- [To be done]
Your task is to reproduce the material exactly.
====== Raw data
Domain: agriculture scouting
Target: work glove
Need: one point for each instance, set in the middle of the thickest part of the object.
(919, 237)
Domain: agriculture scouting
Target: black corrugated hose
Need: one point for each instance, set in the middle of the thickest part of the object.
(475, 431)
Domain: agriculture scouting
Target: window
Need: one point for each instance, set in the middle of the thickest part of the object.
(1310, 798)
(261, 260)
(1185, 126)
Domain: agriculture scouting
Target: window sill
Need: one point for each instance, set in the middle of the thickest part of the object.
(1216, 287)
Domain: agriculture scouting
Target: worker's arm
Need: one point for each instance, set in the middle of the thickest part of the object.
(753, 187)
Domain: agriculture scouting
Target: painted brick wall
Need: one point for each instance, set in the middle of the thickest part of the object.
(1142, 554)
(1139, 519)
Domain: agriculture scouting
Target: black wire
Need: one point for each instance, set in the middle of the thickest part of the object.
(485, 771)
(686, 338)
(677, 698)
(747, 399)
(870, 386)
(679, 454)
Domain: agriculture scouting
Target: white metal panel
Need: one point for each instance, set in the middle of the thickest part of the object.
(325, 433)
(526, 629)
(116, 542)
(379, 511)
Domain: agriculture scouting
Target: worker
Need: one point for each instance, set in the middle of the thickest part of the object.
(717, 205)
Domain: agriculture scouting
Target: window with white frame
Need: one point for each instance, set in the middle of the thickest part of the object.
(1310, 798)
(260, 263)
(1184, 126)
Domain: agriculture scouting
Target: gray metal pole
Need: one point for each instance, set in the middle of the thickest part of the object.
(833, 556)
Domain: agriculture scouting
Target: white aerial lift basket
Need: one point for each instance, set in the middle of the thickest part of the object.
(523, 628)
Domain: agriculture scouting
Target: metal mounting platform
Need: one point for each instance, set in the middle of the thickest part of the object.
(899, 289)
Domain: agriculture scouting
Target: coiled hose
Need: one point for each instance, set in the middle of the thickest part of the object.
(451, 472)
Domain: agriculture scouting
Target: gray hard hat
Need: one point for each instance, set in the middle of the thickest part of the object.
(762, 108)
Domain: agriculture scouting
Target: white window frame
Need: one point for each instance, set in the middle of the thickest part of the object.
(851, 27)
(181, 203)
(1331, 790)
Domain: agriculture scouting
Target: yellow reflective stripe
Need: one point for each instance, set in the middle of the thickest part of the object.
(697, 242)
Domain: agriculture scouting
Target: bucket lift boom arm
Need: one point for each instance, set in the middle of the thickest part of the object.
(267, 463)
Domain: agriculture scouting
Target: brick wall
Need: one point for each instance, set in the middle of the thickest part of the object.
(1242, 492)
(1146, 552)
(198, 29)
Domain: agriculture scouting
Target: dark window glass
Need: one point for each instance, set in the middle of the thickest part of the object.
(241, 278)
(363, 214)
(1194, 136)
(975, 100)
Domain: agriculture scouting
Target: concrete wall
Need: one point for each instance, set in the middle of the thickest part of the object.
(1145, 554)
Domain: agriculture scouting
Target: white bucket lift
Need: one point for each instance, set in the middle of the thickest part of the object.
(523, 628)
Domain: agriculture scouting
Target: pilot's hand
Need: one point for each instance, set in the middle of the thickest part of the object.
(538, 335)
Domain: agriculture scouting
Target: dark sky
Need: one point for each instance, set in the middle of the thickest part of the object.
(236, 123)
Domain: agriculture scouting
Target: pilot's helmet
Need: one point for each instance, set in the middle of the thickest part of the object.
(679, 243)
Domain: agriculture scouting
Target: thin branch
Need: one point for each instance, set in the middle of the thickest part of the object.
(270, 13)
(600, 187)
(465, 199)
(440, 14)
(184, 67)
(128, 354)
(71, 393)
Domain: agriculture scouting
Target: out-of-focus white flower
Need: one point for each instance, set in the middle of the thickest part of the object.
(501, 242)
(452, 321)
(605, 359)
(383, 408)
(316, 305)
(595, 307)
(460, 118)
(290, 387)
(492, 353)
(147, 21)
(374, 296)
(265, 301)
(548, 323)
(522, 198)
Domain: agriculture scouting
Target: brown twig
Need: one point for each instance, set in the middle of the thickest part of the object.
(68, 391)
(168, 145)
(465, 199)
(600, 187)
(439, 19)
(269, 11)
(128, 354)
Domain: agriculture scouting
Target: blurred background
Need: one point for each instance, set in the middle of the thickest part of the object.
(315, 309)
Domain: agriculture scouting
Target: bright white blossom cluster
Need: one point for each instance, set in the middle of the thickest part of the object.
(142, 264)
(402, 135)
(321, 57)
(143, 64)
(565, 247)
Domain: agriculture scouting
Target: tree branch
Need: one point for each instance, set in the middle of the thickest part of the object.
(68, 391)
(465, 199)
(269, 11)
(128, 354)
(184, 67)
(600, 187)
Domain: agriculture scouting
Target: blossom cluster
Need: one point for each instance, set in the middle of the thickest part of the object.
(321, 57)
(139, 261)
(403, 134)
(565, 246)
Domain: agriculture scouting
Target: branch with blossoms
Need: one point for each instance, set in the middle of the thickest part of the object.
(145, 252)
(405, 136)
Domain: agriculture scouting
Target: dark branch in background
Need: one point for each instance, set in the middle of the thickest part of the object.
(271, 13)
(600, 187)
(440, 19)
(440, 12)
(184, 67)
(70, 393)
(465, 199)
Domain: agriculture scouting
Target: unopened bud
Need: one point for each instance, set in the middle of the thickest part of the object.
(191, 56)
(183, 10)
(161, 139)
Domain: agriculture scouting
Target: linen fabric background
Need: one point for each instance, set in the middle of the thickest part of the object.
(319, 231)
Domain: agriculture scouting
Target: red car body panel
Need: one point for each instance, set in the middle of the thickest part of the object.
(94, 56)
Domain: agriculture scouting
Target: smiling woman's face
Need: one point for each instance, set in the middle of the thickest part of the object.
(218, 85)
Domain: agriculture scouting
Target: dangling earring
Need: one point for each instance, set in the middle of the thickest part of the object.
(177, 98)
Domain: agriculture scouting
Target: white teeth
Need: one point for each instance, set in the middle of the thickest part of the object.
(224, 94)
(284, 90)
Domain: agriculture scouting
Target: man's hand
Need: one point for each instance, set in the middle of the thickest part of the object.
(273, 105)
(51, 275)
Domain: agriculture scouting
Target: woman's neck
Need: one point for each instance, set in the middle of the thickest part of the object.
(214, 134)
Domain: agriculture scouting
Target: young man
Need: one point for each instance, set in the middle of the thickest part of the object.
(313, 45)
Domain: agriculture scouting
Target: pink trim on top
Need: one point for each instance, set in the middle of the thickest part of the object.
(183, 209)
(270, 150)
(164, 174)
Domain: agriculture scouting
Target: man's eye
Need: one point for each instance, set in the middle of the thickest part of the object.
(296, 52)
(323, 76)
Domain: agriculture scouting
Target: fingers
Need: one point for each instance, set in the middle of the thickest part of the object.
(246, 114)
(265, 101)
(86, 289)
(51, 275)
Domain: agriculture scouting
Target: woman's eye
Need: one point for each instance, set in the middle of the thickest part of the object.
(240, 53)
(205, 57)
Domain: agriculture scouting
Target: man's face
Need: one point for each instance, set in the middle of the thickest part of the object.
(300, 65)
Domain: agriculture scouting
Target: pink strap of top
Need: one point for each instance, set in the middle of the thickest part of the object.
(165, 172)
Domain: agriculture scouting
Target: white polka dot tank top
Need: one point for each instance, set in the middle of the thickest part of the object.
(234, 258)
============
- [Expected answer]
Domain: agriculture scouting
Target: work glove
Need: one point for each instance, set in the middle of the thickest part of the object.
(919, 237)
Domain: agriculture scouting
Target: black corrugated hose
Need: one point for each instance, set in the middle of the thickest part of the object.
(475, 431)
Domain: agriculture scouting
Target: window
Need: one point for each instance, set in the middle of the thickest part of the object.
(1310, 798)
(261, 260)
(1185, 126)
Domain: agriculture scouting
Target: window sill
Need: one point for each instance, set in the middle of the thickest part of the object.
(1216, 287)
Domain: agriculture scouting
Target: worker's arm
Need: one point for each instance, set in the middle of the thickest part of the object.
(753, 187)
Domain: agriculture scouting
Target: painted brick wall
Need: one point for each instance, set in the middle of the thickest part of the object.
(1142, 554)
(1139, 519)
Domain: agriculture scouting
Target: black wire
Need: one point for each instance, set in the middle of the thickest part of the object.
(485, 771)
(686, 338)
(677, 698)
(747, 399)
(870, 386)
(679, 454)
Domain: agriculture scouting
Target: white metal panel
Need: one point for each instance, set in the middle of the thickest part of the object.
(325, 433)
(526, 629)
(116, 542)
(379, 511)
Domain: agriculture scouting
Target: worker
Need: one point for each instance, set in the middle of the thickest part of the object.
(717, 205)
Domain: agriculture scouting
Target: window with white frame
Need: one point for each instance, set in the middle of the thickest part of the object.
(1310, 798)
(260, 263)
(1184, 126)
Domain: agriculture scouting
Target: gray metal pole
Need: one point for each instance, set in the middle of the thickest part of the object.
(833, 556)
Domain: agriculture scouting
Target: white aerial lift basket
Need: one point for each instance, set in the middle of the thickest part of the object.
(523, 628)
Domain: agriculture scouting
Target: metal mounting platform
Need: one point for each instance, set in the middle of the thickest part of the object.
(899, 289)
Domain: agriculture scouting
Target: coiled hose
Need: one point for each instance, set in the middle of the thickest part of the object.
(451, 472)
Domain: agriculture scouting
Target: gray hard hat
Need: one point for each instance, set in the middle of the thickest part of the object.
(762, 108)
Domain: agriculture scouting
Target: white window frame
Need: one point for each instance, set in the middle of the thickest part of the object.
(851, 27)
(181, 203)
(1331, 790)
Domain: agriculture scouting
Target: yellow reflective stripe
Need: one point for each instance, set in the middle of the thickest part of the object.
(697, 242)
Domain: agriculture scouting
Target: bucket lift boom arm
Need: one point for each instance, set in the middle of the thickest part of the object.
(267, 463)
Domain: agriculture scouting
Target: brick wall
Need: one point for each instance, set in the middle of the thickest part of the object.
(1242, 492)
(1146, 552)
(198, 29)
Domain: agriculture scouting
Target: dark window glass
Need: one point for each instance, set in the middle of the thickest part of the object.
(241, 278)
(363, 214)
(1194, 136)
(975, 100)
Domain: agriculture scouting
Target: concrete wall
Need: one point for each instance, set in the middle of the thickest part of the object.
(1145, 554)
Domain: agriculture scouting
Target: white bucket lift
Need: one point for each instance, set in the middle of the thickest part of the object.
(523, 628)
Domain: agriculture scouting
Target: pilot's hand
Need: one point for each instance, set in the middle of the thickest part of the object.
(538, 335)
Domain: agriculture scouting
Target: dark sky
Need: one point for each instance, set in the middle of the thickest part of the object.
(236, 123)
Domain: agriculture scouting
Target: pilot's helmet
Need: one point for each instance, set in the middle of the thickest part of the object.
(679, 243)
Domain: agriculture scouting
Target: thin branch
Need: one point for each instance, set in the middle of the thickest part of the object.
(270, 13)
(600, 187)
(465, 199)
(440, 14)
(184, 67)
(128, 354)
(71, 393)
Domain: agriculture scouting
Target: out-of-focus white flower
Need: one point for each instance, set in the middle of the thickest part of the object.
(501, 242)
(452, 321)
(605, 359)
(383, 408)
(316, 305)
(595, 307)
(460, 118)
(290, 387)
(492, 353)
(147, 21)
(374, 296)
(265, 301)
(548, 323)
(522, 198)
Domain: agriculture scouting
Target: brown twig
Need: one point for each instance, set in the middle of the thickest part of the object.
(68, 391)
(168, 145)
(465, 199)
(600, 187)
(439, 19)
(269, 11)
(128, 354)
Domain: agriculture scouting
Target: blurred background
Need: one point for each instance, set in the middle of the thickest part of the object.
(315, 309)
Domain: agriculture scouting
Target: bright white blossom cluster
Need: one point for each instance, set in the middle of the thickest part of the object.
(142, 264)
(402, 135)
(321, 57)
(143, 64)
(565, 247)
Domain: agriculture scouting
Target: tree branch
Need: one point for each instance, set in the middle of the thickest part of the object.
(68, 391)
(465, 199)
(269, 11)
(128, 354)
(184, 67)
(600, 187)
Domain: agriculture scouting
Target: blossom cluster
Need: one point for each instance, set in the middle of the thickest part of the object.
(321, 57)
(139, 261)
(403, 134)
(565, 246)
Domain: agriculture scouting
Target: branch with blossoms
Need: one point for each instance, set in the middle of the thickest part of the object.
(145, 252)
(405, 136)
Domain: agriculture scouting
Target: dark branch in background
Need: one point for each instance, set in the middle of the thickest part of the object.
(271, 13)
(600, 187)
(440, 19)
(440, 12)
(184, 67)
(70, 393)
(465, 199)
Domain: agriculture scouting
Target: unopened bud
Need: one point for each instance, set in the middle of the thickest part of the object.
(191, 56)
(183, 10)
(161, 139)
Domain: agriculture scouting
Target: linen fabric background
Need: one point for each instance, set in the middle of the thickest part of the object.
(319, 231)
Domain: agriculture scouting
Target: red car body panel
Need: one point for each instance, set in the middle of the thickest part of the object.
(94, 56)
Domain: agriculture scouting
Target: smiling woman's face
Need: one point for each instance, set in the middle of the thickest part of the object.
(218, 85)
Domain: agriculture scouting
Target: dangling earring
Need: one point for each instance, set in the middle of the thickest part of the object.
(177, 98)
Domain: agriculture scouting
Target: white teeth
Need: one point for each instance, set in the middle of the thickest part of the object.
(224, 94)
(284, 90)
Domain: agriculture scouting
Target: man's hand
Need: one point for each instance, set in the middle of the thickest part of the object.
(273, 105)
(51, 275)
Domain: agriculture scouting
Target: woman's neck
Need: one point for each instance, set in the middle of the thickest part of the object.
(214, 134)
Domain: agriculture scouting
Target: young man
Need: one point for each instance, set in the middle of the thickest part of the object.
(313, 45)
Domain: agriculture scouting
Target: pink trim on top
Need: one point for each instance, set in the middle of the thickest part of the object.
(183, 209)
(270, 150)
(164, 174)
Domain: agriculture scouting
Target: man's eye
Need: one point for each instance, set in the middle of the thickest part of the object.
(296, 52)
(323, 76)
Domain: agriculture scouting
Target: fingers
Need: one point for each instance, set in the middle of the thickest part of the object.
(246, 114)
(265, 101)
(86, 289)
(51, 275)
Domain: agriculture scouting
Target: woman's eye
Need: one point for each instance, set in the middle of the thickest part of the object.
(240, 53)
(205, 57)
Domain: agriculture scouting
Target: man's face
Need: one point for each instance, set in the middle of the thickest part of the object.
(300, 65)
Domain: agriculture scouting
Target: pink strap of top
Need: one point for each instance, set in the middle of the thickest part of the object.
(165, 172)
Domain: agriculture scouting
Target: white polka dot tank top
Need: one point for each instance, set in the middle of the thickest part of the object.
(234, 258)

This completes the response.